MATERIALS PROVIDED ▸
______________________________

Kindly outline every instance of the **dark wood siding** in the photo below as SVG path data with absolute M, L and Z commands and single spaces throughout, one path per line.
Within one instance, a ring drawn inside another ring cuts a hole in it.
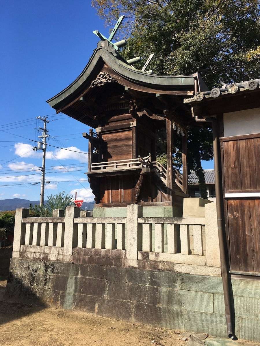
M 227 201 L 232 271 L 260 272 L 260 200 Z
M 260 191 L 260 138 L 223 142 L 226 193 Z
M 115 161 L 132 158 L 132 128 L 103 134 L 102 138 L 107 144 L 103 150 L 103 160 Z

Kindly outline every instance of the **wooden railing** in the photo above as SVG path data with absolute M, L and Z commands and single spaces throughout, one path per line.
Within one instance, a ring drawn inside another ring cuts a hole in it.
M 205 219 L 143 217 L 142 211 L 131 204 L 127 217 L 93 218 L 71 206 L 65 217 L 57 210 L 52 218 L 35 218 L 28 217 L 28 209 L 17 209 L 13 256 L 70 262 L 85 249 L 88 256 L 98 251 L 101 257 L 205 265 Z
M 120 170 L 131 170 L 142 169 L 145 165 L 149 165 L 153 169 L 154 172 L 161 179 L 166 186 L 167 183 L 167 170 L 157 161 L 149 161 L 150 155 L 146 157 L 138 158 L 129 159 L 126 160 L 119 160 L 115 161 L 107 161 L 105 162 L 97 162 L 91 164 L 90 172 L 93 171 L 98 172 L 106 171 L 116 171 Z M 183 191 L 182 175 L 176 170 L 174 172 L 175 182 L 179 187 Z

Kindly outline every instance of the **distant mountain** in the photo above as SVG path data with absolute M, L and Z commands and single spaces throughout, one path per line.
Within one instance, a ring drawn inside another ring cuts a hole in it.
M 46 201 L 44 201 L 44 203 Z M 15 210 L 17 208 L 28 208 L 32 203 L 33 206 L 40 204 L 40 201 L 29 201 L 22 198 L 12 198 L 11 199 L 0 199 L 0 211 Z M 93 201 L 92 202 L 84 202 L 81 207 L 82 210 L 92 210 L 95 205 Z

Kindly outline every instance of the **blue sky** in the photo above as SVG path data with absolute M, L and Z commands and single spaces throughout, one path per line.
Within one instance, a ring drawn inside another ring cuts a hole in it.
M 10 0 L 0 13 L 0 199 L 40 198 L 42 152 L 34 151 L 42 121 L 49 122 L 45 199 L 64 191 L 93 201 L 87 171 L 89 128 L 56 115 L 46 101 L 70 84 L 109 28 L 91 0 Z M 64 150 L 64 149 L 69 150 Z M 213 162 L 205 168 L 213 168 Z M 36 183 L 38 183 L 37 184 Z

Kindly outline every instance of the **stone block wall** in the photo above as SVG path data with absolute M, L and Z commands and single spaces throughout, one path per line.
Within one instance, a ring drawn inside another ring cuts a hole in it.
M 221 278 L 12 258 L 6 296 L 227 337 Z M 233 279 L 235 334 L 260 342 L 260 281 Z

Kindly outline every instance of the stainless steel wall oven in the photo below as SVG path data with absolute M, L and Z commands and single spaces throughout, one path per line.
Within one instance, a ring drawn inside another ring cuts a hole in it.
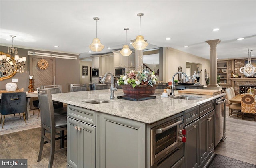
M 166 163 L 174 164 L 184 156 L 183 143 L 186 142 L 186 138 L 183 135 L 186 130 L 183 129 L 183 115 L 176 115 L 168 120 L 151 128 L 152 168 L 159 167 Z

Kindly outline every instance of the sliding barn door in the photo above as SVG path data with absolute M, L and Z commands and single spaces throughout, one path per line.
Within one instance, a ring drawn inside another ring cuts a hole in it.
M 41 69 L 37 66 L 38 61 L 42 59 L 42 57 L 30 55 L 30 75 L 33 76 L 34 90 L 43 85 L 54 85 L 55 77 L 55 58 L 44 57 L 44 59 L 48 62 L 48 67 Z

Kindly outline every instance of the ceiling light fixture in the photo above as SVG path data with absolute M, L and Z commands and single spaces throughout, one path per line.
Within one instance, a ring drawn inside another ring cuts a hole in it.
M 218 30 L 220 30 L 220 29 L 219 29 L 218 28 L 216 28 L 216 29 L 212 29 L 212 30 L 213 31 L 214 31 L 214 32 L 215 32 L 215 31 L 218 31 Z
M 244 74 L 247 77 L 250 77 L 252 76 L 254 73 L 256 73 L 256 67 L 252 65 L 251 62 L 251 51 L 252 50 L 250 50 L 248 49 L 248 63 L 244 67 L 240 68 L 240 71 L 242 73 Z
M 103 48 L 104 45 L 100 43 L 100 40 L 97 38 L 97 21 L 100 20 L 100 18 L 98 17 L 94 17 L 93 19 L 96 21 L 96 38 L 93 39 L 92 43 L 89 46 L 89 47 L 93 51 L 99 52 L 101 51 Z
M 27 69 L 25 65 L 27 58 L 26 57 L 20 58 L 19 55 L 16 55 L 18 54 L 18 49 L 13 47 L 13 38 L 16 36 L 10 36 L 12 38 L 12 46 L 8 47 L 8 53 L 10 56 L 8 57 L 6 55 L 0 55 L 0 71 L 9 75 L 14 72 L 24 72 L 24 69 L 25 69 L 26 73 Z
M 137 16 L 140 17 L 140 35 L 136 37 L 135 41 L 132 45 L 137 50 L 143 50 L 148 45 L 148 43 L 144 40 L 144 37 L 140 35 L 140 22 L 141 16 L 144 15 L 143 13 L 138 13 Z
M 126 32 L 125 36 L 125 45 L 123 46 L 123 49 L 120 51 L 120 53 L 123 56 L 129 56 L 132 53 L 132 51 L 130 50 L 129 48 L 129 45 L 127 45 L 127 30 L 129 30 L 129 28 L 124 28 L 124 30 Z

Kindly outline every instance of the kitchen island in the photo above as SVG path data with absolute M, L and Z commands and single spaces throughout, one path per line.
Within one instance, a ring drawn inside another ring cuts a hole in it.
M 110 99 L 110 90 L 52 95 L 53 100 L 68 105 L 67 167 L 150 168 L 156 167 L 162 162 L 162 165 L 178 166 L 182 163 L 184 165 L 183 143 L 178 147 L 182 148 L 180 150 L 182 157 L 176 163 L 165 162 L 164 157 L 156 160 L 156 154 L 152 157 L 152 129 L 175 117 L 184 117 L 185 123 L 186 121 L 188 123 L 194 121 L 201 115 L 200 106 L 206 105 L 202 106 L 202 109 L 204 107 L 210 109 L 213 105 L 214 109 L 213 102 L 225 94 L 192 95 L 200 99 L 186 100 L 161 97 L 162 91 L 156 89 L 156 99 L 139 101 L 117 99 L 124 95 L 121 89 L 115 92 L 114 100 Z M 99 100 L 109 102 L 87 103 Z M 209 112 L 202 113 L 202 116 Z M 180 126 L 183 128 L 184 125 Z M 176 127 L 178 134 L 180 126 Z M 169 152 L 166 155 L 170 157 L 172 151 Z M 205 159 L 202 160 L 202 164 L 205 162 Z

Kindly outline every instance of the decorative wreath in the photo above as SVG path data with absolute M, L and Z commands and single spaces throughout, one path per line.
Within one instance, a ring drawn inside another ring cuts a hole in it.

______________________________

YOUR GOAL ▸ Reproduce the lines of the material word for word, beginning at the line that contains "Kindly outline every instance of the decorative" and stopping at the end of the material, with both ends included.

EXERCISE RESPONSE ▸
Kindly outline every instance of the decorative wreath in the photo above as SVG path data with absolute M, L and Z commands and single spaces throughout, one path per line.
Within one instance, a ring drawn inside another ring cuts a hole in it.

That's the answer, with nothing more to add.